Please write out the data exactly, line by line.
Segment Start: Recorded information
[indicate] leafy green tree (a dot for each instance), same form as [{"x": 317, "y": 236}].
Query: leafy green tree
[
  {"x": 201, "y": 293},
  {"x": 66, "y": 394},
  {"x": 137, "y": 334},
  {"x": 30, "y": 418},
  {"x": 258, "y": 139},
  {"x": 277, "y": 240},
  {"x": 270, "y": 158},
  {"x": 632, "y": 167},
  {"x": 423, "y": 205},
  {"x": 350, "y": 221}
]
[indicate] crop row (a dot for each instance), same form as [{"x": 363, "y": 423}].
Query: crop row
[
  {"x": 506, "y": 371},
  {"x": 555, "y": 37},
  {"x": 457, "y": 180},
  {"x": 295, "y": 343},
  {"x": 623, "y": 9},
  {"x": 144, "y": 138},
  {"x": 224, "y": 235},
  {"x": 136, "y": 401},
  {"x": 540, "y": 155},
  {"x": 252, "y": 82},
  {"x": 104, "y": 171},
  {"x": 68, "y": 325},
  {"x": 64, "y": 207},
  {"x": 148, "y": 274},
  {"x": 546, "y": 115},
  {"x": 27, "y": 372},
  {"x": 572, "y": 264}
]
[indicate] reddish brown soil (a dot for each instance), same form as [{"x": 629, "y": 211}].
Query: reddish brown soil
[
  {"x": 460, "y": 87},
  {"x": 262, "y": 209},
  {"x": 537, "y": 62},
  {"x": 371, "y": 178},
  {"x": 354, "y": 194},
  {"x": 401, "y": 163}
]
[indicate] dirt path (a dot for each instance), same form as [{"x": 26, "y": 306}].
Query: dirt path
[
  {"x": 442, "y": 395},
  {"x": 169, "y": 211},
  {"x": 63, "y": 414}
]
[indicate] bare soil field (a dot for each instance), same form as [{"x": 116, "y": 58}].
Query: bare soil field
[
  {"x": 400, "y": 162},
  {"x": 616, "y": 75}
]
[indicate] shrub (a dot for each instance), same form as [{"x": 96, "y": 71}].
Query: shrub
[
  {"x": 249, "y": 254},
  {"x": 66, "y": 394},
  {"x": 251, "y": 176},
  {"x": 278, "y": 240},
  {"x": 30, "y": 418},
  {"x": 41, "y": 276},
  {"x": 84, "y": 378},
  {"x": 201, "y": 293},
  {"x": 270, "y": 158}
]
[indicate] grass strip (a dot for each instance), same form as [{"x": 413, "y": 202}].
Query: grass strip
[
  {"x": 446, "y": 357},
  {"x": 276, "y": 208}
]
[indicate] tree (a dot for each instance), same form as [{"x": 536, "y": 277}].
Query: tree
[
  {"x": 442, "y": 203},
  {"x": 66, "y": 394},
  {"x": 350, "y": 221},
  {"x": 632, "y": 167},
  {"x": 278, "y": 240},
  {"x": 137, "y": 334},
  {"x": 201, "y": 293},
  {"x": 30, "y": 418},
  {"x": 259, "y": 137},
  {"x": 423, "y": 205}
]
Segment End: Recorded information
> _Written solution_
[indicate] leafy green tree (a dot for each instance), same form as [{"x": 317, "y": 236}].
Query: leafy green tree
[
  {"x": 201, "y": 293},
  {"x": 66, "y": 394},
  {"x": 137, "y": 334},
  {"x": 30, "y": 418},
  {"x": 258, "y": 139},
  {"x": 277, "y": 240},
  {"x": 270, "y": 158},
  {"x": 632, "y": 167},
  {"x": 423, "y": 205},
  {"x": 350, "y": 221}
]
[indicate] crop row (a dot for each instance), same form as [{"x": 363, "y": 423}].
Query: crop row
[
  {"x": 506, "y": 371},
  {"x": 555, "y": 37},
  {"x": 457, "y": 180},
  {"x": 295, "y": 343},
  {"x": 623, "y": 9},
  {"x": 144, "y": 138},
  {"x": 224, "y": 235},
  {"x": 136, "y": 401},
  {"x": 540, "y": 155},
  {"x": 252, "y": 82},
  {"x": 104, "y": 171},
  {"x": 68, "y": 325},
  {"x": 64, "y": 207},
  {"x": 148, "y": 274},
  {"x": 546, "y": 115},
  {"x": 27, "y": 372},
  {"x": 572, "y": 264}
]
[indicate] reddish brown soil (a dot for each instance), same form as [{"x": 629, "y": 211}].
Query: reddish brown soil
[
  {"x": 460, "y": 87},
  {"x": 262, "y": 209},
  {"x": 537, "y": 62},
  {"x": 371, "y": 178},
  {"x": 354, "y": 194},
  {"x": 401, "y": 163}
]
[indicate] dirt path (a dot for each instance), same form as [{"x": 26, "y": 306}].
Query: dirt path
[
  {"x": 442, "y": 395},
  {"x": 169, "y": 211},
  {"x": 63, "y": 414}
]
[indicate] bare soil field (a dot for each instance), same form as [{"x": 116, "y": 58}].
Query: bare soil field
[
  {"x": 400, "y": 162},
  {"x": 616, "y": 75}
]
[indicate] shrub (a dot for each instance), same form as [{"x": 96, "y": 71}].
Query: shrub
[
  {"x": 249, "y": 254},
  {"x": 66, "y": 394},
  {"x": 251, "y": 176},
  {"x": 278, "y": 240},
  {"x": 30, "y": 418},
  {"x": 41, "y": 276},
  {"x": 84, "y": 378},
  {"x": 201, "y": 293},
  {"x": 270, "y": 158}
]
[indicate] grass strip (a dot for each instance), same form as [{"x": 413, "y": 202}].
Query: grass strip
[
  {"x": 446, "y": 357},
  {"x": 276, "y": 208}
]
[indicate] tree (a dot for each instance), same form as [{"x": 536, "y": 277}].
Query: tree
[
  {"x": 442, "y": 203},
  {"x": 66, "y": 394},
  {"x": 350, "y": 221},
  {"x": 632, "y": 167},
  {"x": 278, "y": 240},
  {"x": 137, "y": 334},
  {"x": 201, "y": 293},
  {"x": 30, "y": 418},
  {"x": 259, "y": 137},
  {"x": 423, "y": 205}
]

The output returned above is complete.